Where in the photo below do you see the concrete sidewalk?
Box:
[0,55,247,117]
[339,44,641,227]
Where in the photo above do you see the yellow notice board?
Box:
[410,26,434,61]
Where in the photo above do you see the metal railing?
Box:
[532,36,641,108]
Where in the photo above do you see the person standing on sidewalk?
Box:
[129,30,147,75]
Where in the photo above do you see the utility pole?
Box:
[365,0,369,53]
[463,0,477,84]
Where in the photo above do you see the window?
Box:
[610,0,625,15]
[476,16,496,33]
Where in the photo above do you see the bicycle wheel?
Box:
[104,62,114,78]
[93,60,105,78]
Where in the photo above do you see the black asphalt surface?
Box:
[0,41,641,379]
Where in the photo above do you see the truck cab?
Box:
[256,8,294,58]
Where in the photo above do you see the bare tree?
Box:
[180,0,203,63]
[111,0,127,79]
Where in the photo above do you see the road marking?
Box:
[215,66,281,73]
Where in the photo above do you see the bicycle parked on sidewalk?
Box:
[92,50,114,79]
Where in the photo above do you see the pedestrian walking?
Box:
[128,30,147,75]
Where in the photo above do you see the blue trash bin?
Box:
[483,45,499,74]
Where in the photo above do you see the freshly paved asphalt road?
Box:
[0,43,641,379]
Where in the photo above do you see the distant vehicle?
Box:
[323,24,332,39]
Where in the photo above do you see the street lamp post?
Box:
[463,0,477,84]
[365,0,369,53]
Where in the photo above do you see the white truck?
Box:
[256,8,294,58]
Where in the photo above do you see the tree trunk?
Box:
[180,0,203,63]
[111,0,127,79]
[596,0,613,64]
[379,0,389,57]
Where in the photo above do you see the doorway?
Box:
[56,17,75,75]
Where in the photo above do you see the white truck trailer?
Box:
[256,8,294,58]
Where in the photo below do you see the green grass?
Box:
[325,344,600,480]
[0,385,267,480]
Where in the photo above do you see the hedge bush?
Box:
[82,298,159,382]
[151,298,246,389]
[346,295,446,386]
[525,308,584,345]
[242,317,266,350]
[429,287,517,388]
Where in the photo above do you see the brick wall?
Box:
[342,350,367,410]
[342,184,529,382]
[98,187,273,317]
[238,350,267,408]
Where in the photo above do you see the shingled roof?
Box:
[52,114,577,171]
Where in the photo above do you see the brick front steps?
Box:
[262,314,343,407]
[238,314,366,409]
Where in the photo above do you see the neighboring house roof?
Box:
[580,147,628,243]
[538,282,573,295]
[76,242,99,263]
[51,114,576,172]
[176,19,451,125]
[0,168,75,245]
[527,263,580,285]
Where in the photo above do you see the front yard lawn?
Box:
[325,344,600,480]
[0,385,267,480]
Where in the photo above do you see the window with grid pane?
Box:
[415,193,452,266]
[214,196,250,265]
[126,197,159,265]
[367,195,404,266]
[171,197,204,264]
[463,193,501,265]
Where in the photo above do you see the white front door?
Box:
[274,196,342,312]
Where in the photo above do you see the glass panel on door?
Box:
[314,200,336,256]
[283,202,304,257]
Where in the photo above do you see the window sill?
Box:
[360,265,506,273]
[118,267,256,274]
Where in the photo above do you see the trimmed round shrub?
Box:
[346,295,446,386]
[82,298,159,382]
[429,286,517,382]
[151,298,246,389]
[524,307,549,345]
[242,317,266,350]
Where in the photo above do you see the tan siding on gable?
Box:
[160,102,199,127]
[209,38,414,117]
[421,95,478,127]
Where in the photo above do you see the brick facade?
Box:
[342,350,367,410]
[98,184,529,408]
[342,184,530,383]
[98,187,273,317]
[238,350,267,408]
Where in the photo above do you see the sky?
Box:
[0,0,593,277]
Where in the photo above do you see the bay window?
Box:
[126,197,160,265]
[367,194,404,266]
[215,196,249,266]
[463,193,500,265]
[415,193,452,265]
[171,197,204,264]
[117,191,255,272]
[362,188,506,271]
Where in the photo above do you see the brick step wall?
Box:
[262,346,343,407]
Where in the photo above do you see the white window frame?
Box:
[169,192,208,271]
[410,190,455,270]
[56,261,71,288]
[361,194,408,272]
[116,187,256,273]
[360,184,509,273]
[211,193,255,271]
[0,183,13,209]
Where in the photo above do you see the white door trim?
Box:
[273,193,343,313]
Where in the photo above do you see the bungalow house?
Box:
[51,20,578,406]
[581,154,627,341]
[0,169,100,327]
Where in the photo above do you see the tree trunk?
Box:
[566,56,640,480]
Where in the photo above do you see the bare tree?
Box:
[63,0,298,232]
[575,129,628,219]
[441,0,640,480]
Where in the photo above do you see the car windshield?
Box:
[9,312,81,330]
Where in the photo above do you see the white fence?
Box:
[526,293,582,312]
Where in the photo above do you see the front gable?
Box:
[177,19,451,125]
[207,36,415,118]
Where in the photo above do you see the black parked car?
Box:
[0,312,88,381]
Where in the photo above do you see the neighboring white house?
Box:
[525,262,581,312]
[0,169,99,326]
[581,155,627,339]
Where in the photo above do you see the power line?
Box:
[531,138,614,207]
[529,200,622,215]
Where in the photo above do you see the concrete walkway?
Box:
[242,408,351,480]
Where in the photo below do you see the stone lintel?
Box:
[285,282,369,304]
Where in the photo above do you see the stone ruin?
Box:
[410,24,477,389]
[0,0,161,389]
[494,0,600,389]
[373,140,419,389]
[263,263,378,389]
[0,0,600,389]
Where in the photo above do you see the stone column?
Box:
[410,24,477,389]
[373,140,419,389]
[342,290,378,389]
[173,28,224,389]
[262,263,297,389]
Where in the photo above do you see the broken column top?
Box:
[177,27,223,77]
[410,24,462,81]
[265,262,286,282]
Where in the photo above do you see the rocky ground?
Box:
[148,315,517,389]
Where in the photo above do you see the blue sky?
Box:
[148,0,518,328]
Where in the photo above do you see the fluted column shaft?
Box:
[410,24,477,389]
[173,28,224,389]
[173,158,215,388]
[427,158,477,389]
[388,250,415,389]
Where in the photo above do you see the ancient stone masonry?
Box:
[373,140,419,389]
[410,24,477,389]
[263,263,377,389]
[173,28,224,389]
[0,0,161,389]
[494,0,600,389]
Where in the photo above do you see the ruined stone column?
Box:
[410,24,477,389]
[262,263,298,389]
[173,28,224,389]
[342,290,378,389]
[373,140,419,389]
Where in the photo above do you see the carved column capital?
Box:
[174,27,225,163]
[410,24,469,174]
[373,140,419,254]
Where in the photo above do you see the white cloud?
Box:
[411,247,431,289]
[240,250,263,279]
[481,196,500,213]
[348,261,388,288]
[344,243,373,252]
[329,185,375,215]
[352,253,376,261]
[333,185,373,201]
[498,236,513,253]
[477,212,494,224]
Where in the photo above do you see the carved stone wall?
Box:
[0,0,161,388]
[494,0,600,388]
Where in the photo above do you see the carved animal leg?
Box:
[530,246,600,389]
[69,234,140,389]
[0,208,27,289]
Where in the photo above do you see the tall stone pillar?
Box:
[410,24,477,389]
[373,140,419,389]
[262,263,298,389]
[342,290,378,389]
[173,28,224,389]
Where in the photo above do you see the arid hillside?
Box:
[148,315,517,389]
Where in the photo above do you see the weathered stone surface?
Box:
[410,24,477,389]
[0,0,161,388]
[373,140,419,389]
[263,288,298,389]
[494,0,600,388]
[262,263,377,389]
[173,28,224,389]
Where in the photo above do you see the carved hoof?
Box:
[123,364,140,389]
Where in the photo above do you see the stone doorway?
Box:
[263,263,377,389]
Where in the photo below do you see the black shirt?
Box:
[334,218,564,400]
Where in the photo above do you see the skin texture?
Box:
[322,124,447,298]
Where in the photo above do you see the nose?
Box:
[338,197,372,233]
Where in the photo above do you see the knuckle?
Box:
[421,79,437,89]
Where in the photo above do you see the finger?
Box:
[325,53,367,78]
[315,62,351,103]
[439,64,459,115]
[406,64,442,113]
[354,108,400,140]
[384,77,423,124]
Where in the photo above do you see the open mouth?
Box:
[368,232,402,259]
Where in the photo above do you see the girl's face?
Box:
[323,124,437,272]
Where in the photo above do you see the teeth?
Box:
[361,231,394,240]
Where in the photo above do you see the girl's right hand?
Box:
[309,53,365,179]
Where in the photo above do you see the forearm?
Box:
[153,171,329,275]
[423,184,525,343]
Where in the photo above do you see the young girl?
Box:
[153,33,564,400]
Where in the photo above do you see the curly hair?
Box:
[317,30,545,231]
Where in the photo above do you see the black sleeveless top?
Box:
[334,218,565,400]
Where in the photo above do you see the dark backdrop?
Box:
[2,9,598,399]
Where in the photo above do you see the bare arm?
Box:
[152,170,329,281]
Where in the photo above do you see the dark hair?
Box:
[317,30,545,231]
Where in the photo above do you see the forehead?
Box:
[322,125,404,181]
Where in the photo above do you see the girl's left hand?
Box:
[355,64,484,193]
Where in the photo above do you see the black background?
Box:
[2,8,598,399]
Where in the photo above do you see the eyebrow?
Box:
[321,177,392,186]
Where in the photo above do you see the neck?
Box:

• **TASK OBJECTIVE**
Replace "white" with "cream" in the records, starting with the line containing "Where in the photo above do you see the brick step" and going on through the line containing "[207,36,415,118]". Give back only those lines, with nothing else altered.

• **PROBLEM SOLUTION**
Where in the photo above do you see the brick step wall?
Box:
[262,346,343,407]
Where in the photo above do you see the cream window frame?
Box:
[169,192,208,271]
[410,190,455,270]
[56,261,71,288]
[361,194,408,272]
[116,187,256,273]
[360,184,509,273]
[211,193,255,271]
[0,183,13,209]
Where in the photo above do you see the cream door trim?
Box:
[273,193,343,313]
Where in the photo above do you see the bungalow house?
Box:
[51,20,578,406]
[581,154,627,341]
[0,169,100,327]
Where in the photo above do you see the tree trunk?
Box:
[566,56,640,480]
Where in the photo above do you see the bare tree?
Box:
[63,0,298,232]
[575,129,628,219]
[441,0,640,480]
Where in the photo above do you see the car windshield?
Box:
[9,312,81,330]
Where in the photo above do you see the cream fence?
Box:
[526,293,582,312]
Where in the photo above do you see the front gable?
Box:
[177,19,451,125]
[207,36,415,118]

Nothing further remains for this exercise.